(Referring expression pointing data)
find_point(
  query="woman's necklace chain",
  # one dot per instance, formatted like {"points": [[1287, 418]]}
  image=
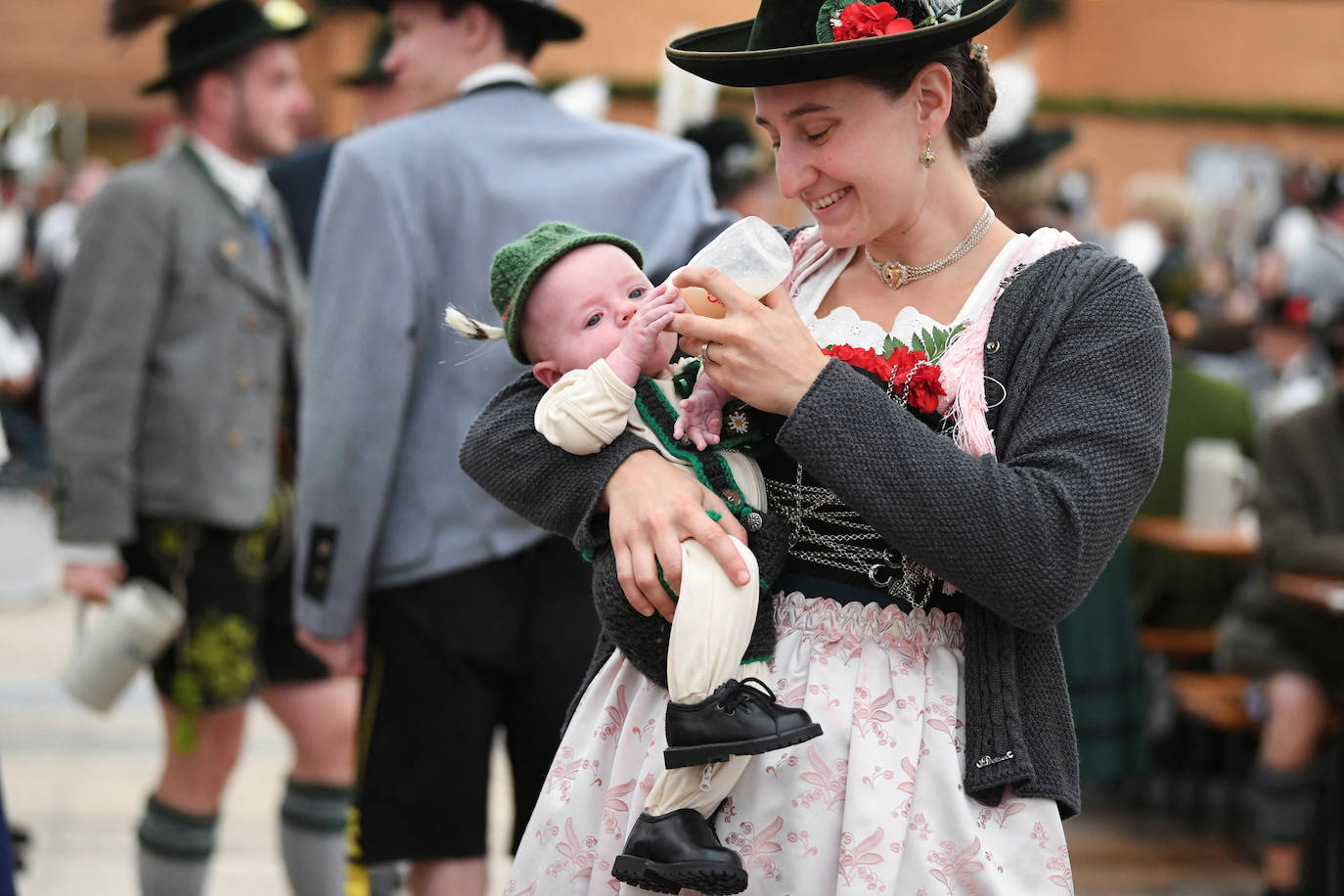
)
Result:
{"points": [[895, 274]]}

> Exercise directions:
Restate, word for word and without pictures, the lines from the line containing "# one dot per" to the last line of the records above.

> Task response:
  # one dot per instance, formatted like {"points": [[1287, 418]]}
  image=
)
Result:
{"points": [[895, 274]]}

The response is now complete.